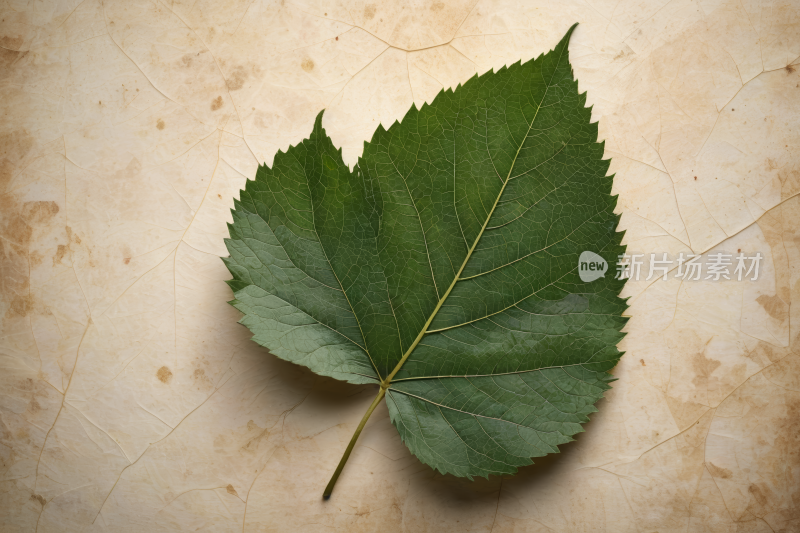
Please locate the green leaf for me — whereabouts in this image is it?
[224,26,626,495]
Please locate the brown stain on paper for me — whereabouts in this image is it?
[156,366,172,383]
[756,294,789,322]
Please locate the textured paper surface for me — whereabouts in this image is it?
[0,0,800,533]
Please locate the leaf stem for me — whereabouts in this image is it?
[322,386,386,500]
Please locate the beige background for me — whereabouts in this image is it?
[0,0,800,533]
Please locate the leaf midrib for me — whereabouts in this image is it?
[381,53,566,390]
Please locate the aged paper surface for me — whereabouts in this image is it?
[0,0,800,533]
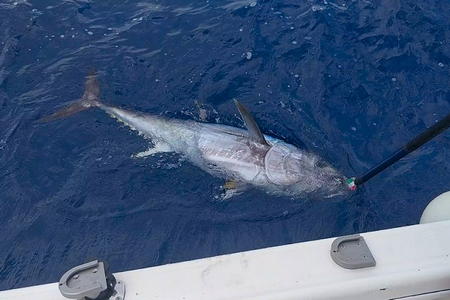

---*---

EXERCISE | Copy the records above again, starting at the line containing "Please locate the leaf stem" and running through the end of the records, with both ends included and the requests kept. Add -27 to every bounding-box coordinate in the answers, and leave the pictures out.

RESPONSE TO THIS TASK |
Please locate the leaf stem for me — whereabouts in this image is it?
[295,359,359,473]
Please locate the beige background for me — whereabouts in this image is it?
[-27,-27,773,506]
Please locate the leaf midrib for me — whereabouts in this image is it?
[354,26,539,363]
Please locate the aged paper surface for me — whereabouts in this image is it?
[-27,-27,773,506]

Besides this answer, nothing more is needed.